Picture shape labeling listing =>
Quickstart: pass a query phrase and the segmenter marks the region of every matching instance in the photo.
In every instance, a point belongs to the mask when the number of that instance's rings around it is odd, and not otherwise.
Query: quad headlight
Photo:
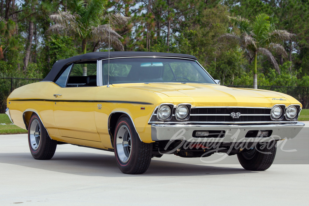
[[[159,107],[158,111],[159,117],[161,120],[166,120],[171,116],[171,108],[167,105],[163,105]]]
[[[280,118],[282,115],[282,108],[279,105],[275,105],[272,109],[270,113],[273,118],[275,119]]]
[[[286,116],[289,119],[294,119],[297,115],[297,109],[294,106],[289,106],[286,112]]]
[[[189,114],[189,109],[185,105],[179,105],[176,110],[176,116],[178,118],[183,119],[187,117]]]

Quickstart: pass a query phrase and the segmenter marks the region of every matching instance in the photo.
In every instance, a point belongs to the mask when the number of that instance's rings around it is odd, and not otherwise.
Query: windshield
[[[108,60],[102,62],[103,85],[107,84]],[[163,58],[110,60],[109,84],[137,82],[215,83],[194,60]]]

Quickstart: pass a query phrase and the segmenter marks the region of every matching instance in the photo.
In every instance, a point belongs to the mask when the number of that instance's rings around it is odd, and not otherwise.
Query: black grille
[[[175,113],[175,108],[173,114]],[[195,108],[191,109],[190,116],[186,122],[266,122],[271,121],[270,118],[271,109],[265,108],[247,108],[246,107]],[[157,117],[158,108],[156,109],[150,120],[151,122],[162,121]],[[240,113],[240,116],[233,118],[230,116],[232,112]],[[200,115],[195,116],[194,115]],[[251,115],[246,116],[246,115]],[[168,122],[179,122],[173,116]]]
[[[240,112],[242,114],[270,114],[270,109],[264,108],[192,108],[191,114],[230,114]]]
[[[190,122],[260,122],[270,121],[269,116],[241,116],[232,118],[230,116],[190,116]]]

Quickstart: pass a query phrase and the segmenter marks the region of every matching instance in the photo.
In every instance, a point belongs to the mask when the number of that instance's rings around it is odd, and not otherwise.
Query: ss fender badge
[[[286,101],[286,99],[282,99],[282,98],[280,98],[280,99],[277,99],[277,98],[273,98],[272,99],[273,100],[280,100],[280,101]]]
[[[230,114],[230,116],[232,117],[232,118],[238,119],[239,117],[240,116],[240,112],[231,112]]]

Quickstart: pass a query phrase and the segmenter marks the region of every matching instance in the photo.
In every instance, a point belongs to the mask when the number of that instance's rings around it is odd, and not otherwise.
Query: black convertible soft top
[[[111,52],[110,58],[125,57],[180,57],[197,60],[194,56],[188,54],[175,54],[171,53],[160,52]],[[66,65],[74,62],[85,60],[100,60],[108,58],[107,52],[91,52],[84,54],[72,57],[65,59],[58,60],[54,64],[53,68],[43,81],[54,81],[57,75],[61,69]]]

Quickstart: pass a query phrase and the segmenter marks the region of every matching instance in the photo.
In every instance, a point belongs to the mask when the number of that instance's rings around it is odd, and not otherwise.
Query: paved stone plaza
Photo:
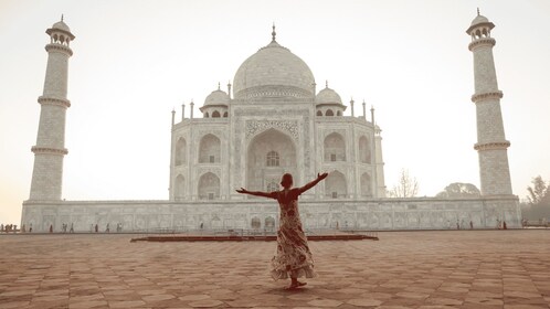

Task details =>
Pick out every line of the listing that contains the word "black" and copy each one.

Answer for this exercise =>
Query: black grille
Query: black convertible soft top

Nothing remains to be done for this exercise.